Brief
Reproduce the entries below word for word.

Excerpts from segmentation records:
______
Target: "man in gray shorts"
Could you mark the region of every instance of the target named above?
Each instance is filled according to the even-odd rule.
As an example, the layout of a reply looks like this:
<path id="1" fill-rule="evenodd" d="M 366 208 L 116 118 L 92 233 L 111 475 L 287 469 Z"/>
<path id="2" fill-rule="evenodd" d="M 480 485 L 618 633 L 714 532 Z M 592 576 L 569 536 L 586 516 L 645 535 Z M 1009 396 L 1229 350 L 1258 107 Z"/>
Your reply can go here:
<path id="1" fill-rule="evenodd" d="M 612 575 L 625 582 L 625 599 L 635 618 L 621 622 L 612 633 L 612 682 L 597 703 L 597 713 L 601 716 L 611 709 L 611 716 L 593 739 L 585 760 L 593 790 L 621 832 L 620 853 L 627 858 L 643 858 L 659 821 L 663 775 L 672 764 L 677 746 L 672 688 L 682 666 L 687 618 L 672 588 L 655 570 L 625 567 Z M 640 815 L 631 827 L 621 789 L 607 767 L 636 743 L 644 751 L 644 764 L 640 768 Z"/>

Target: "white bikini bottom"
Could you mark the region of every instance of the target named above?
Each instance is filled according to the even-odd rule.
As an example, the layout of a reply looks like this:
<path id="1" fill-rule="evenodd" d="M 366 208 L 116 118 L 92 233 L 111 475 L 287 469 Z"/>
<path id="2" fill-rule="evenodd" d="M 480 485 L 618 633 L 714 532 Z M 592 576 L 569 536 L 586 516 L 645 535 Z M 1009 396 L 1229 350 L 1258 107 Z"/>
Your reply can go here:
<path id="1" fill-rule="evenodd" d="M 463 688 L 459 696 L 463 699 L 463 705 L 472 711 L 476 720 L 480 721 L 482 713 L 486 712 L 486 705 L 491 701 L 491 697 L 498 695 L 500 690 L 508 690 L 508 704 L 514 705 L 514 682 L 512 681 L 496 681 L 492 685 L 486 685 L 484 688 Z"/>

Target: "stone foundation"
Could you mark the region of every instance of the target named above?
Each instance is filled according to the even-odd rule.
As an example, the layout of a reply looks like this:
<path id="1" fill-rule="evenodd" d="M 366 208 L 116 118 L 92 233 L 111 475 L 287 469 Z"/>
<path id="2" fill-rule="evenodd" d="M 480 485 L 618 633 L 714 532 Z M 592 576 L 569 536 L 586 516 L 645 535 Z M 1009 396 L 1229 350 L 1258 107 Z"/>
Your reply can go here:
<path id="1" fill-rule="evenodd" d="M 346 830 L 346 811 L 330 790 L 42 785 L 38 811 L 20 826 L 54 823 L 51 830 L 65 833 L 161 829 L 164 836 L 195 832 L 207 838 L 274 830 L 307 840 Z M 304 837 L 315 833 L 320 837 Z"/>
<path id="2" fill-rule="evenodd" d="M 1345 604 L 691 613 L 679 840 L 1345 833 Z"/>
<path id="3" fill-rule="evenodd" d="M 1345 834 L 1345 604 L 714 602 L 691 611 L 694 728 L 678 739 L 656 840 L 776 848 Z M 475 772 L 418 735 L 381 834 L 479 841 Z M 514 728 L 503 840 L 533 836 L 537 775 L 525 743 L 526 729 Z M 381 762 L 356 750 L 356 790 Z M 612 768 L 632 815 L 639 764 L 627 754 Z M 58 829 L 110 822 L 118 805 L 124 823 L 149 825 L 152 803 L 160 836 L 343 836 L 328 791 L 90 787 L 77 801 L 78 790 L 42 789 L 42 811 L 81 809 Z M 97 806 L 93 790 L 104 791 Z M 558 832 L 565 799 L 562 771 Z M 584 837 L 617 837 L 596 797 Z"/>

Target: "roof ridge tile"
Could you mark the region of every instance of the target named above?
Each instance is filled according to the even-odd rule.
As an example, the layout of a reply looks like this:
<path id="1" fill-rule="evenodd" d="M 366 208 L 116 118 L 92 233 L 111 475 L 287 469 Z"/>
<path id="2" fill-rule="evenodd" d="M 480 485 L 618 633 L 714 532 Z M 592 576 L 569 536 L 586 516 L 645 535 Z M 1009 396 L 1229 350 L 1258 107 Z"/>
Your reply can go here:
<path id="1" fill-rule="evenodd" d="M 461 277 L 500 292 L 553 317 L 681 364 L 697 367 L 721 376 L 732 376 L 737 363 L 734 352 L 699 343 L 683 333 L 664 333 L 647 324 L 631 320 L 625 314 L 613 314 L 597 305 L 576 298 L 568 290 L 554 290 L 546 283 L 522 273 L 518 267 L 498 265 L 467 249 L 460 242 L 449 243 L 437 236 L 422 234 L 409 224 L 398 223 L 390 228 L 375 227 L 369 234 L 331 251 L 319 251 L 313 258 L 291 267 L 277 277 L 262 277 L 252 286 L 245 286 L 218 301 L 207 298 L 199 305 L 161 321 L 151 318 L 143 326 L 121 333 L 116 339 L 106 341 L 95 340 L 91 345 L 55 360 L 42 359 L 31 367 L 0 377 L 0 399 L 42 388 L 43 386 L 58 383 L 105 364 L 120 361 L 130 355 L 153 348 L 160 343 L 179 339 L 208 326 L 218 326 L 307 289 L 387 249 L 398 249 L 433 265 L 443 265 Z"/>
______
Solution below
Target: "man in gray shorts"
Could you mark the region of every instance of the target named above?
Each instance is filled according to the even-odd rule.
As an example, the layout of a reply looks like this:
<path id="1" fill-rule="evenodd" d="M 366 208 L 116 118 L 92 233 L 111 475 L 287 469 Z"/>
<path id="2" fill-rule="evenodd" d="M 480 485 L 618 633 L 714 532 Z M 592 576 L 569 536 L 586 516 L 645 535 Z M 1009 396 L 1229 350 L 1258 107 Z"/>
Your reply can go here:
<path id="1" fill-rule="evenodd" d="M 612 575 L 625 582 L 625 599 L 635 618 L 621 622 L 612 633 L 612 682 L 597 703 L 597 713 L 601 716 L 611 709 L 611 716 L 593 739 L 585 760 L 593 790 L 621 832 L 620 853 L 627 858 L 643 858 L 659 821 L 663 775 L 672 764 L 677 746 L 672 688 L 682 666 L 687 618 L 672 588 L 655 570 L 625 567 Z M 640 815 L 631 827 L 621 789 L 607 767 L 636 743 L 644 751 L 644 764 L 640 768 Z"/>

Target: "white bikini bottom"
Could you mark the region of every instance of the target named above?
Each instance is filled according to the even-odd rule.
As an example, the layout of a reply looks like this:
<path id="1" fill-rule="evenodd" d="M 366 208 L 116 118 L 92 233 L 111 475 L 287 469 Z"/>
<path id="2" fill-rule="evenodd" d="M 480 485 L 618 633 L 714 532 Z M 592 576 L 569 536 L 586 516 L 645 535 Z M 1009 396 L 1229 350 L 1258 107 Z"/>
Your reply can go here:
<path id="1" fill-rule="evenodd" d="M 463 688 L 459 696 L 463 699 L 463 705 L 472 711 L 476 720 L 480 721 L 482 713 L 486 712 L 486 705 L 491 701 L 491 697 L 498 695 L 500 690 L 508 690 L 508 704 L 514 705 L 514 682 L 512 681 L 496 681 L 492 685 L 486 685 L 484 688 Z"/>

Target: "stone foundation"
Could you mark the region of every instance of the target named above?
Each instance is filled according to the even-odd rule.
As an example, the layout of a reply looks like this:
<path id="1" fill-rule="evenodd" d="M 366 208 L 116 118 L 92 233 L 111 475 L 287 469 Z"/>
<path id="2" fill-rule="evenodd" d="M 480 485 L 618 633 L 714 532 Z M 592 576 L 569 536 L 586 516 L 645 535 Z M 1009 396 L 1229 350 L 1258 107 Z"/>
Your reply can go here:
<path id="1" fill-rule="evenodd" d="M 346 830 L 346 811 L 330 790 L 42 785 L 38 811 L 20 826 L 54 823 L 51 830 L 65 833 L 161 829 L 164 836 L 195 832 L 207 838 L 274 830 L 307 840 Z M 304 837 L 315 833 L 320 837 Z"/>
<path id="2" fill-rule="evenodd" d="M 1345 604 L 691 613 L 679 840 L 1345 833 Z"/>
<path id="3" fill-rule="evenodd" d="M 1345 834 L 1345 604 L 714 602 L 691 611 L 694 728 L 678 739 L 656 840 L 776 848 Z M 475 772 L 418 735 L 381 834 L 479 841 Z M 514 728 L 503 840 L 533 836 L 537 775 L 525 743 L 526 729 Z M 381 762 L 356 750 L 356 790 Z M 612 768 L 632 815 L 639 764 L 627 754 Z M 58 829 L 110 822 L 118 805 L 124 823 L 149 825 L 152 803 L 160 836 L 343 836 L 328 791 L 90 787 L 77 801 L 78 790 L 42 789 L 42 811 L 81 809 Z M 97 806 L 93 790 L 104 791 Z M 558 832 L 565 799 L 562 771 Z M 584 837 L 617 837 L 596 797 Z"/>

Target: "roof ridge tile"
Could you mark the region of every instance of the target named above?
Each instance is filled according to the even-odd rule.
As an example, the layout of a reply looks like this:
<path id="1" fill-rule="evenodd" d="M 366 208 L 116 118 L 92 233 L 111 475 L 287 469 Z"/>
<path id="2" fill-rule="evenodd" d="M 480 485 L 618 633 L 714 532 Z M 592 576 L 569 536 L 586 516 L 645 535 Z M 1009 396 L 1229 350 L 1258 107 Z"/>
Your reply can go here:
<path id="1" fill-rule="evenodd" d="M 461 277 L 500 292 L 553 317 L 681 364 L 697 367 L 721 376 L 732 376 L 737 363 L 734 352 L 699 343 L 683 333 L 664 333 L 647 324 L 631 320 L 625 314 L 613 314 L 597 305 L 576 298 L 568 290 L 554 290 L 546 283 L 522 273 L 518 267 L 498 265 L 467 249 L 460 242 L 449 243 L 437 236 L 422 234 L 409 224 L 398 223 L 390 228 L 375 227 L 369 234 L 331 251 L 319 251 L 313 258 L 291 267 L 277 277 L 262 277 L 252 286 L 245 286 L 218 301 L 207 298 L 199 305 L 161 321 L 151 318 L 143 326 L 121 333 L 116 339 L 106 341 L 95 340 L 91 345 L 55 360 L 42 359 L 31 367 L 0 377 L 0 399 L 42 388 L 43 386 L 58 383 L 105 364 L 120 361 L 130 355 L 153 348 L 160 343 L 179 339 L 208 326 L 218 326 L 307 289 L 387 249 L 398 249 L 433 265 L 443 265 Z"/>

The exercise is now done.